◆ Passage for review ◆
▬▬▬
Abstract: Scientific cyberinfrastructure uses scalable distributed systems, cloud computing, and Web technology approaches to connect and combine heterogeneous scientific software, data, and research computing resources into federated systems. The goals of these systems are to better enable scientists to conduct large-scale research and educators to bring state-of-the-art research systems into the classroom. Cyberinfrastructure systems, particularly science gateways, which focus on mapping the scientific research process to the federated resources, are also areas of research in their own right.

In this talk, we provide a technical survey our team’s efforts in researching, developing, operating, and continuously innovating open-source science gateway cyberinfrastructure software and point toward new opportunities. Key research areas include developing pervasive middleware for seamlessly integrating scientists’ local resources for computing and data with remote cloud and high-end supercomputing systems; designing and implementing flexibly managed, high-performance data transfer; creating “data lakes” that enable diverse, distributed data sets to be integrated seamlessly into research platforms; developing user interfaces and environments that are both flexible and usable; and developing end-to-end security approaches for managing users, groups, and access permissions across federated resources.

We discuss the integration of the above research areas into Apache Airavata, a comprehensive software system for science gateways that we illustrate with examples from collaborations with partners from chemistry, biophysics, digital humanities, and other research areas.
▬▬▬
◆ Given data ◆
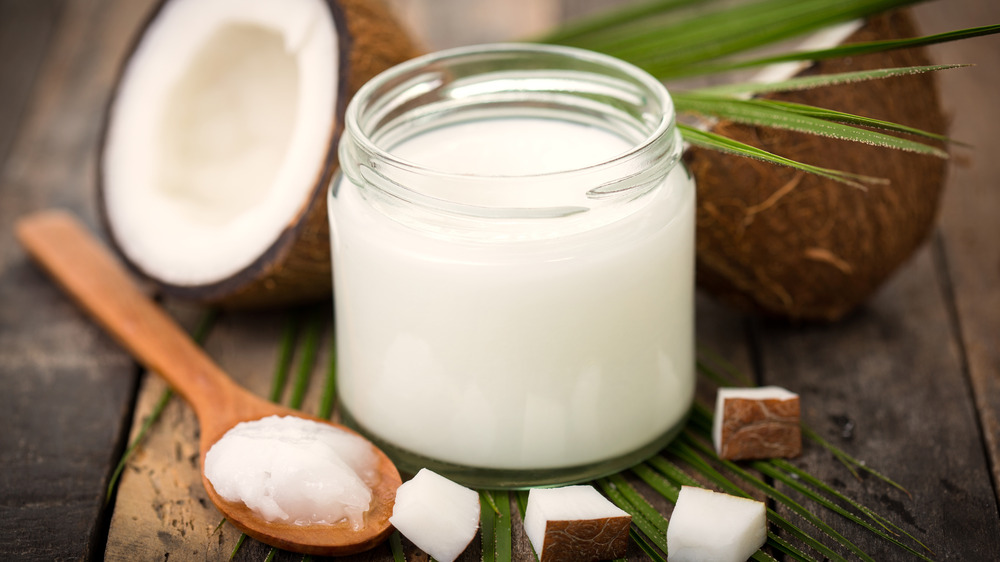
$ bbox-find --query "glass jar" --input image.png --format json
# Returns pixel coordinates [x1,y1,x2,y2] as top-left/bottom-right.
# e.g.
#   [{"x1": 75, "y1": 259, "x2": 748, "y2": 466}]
[{"x1": 328, "y1": 44, "x2": 695, "y2": 488}]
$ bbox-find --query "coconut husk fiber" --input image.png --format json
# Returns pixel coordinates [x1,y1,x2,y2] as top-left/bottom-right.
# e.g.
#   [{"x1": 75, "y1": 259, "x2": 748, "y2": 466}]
[{"x1": 685, "y1": 11, "x2": 946, "y2": 321}]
▬▬▬
◆ Exercise aim ◆
Continue the talk abstract on science gateway cyberinfrastructure and Apache Airavata, picking up after its final sentence.

◆ Task response ◆
We review the “virtuous cycle” benefits of complementing systems research with open source engineering and “developer-operator” operations practices. We conclude with a discussion of new directions for science gateway research that can more comprehensively support scientists’ entire research processes by more seamlessly integrating all resources needed for research.

Marlon Pierce is the director of the Cyberinfrastructure Integration Research Center at Indiana University (CIRC), which develops and operates the open-source Apache Airavata software system for science gateways. Pierce’s research interests are in the application of distributed systems concepts, open source engineering practices, and science user-centered design to develop cyberinfrastructure to support scientific research. Pierce received his Ph.D. in computational condensed matter physics from Florida State University in 1999.

Suresh Marru is the Principal Investigator of the NSF-funded Cybershuttle project and Deputy Director and Chief Architect of the Cyberinfrastructure Integration Research Center at Indiana University. His background is in computational science, and he has worked extensively with Atmospheric Science and Geoscience projects, helping design and develop service-oriented architectures to orchestrate data processing and large-scale simulations. He is an elected member of the Apache Software Foundation and is the foundation’s vice-president for the Apache Airavata project.

Sudhakar Pamidighantam is a senior scientist at the Cyberinfrastructure Integration Research Center at Indiana University (CIRC). He has a Ph.D. in computational physical organic chemistry and experience in protein sequence, structure, and function; protein-small molecule interaction modeling; and deployed cyberinfrastructure for the chemistry, materials, and computational biology communities. His research involves ab initio and molecular dynamics modeling, reaction mechanism, and cyberinfrastructure for complex workflows. He works collaboratively with teams to design and deploy cyberinfrastructure solutions for diverse communities. He has been an affiliate of the IEEE and a member of the American Chemical Society since 1990.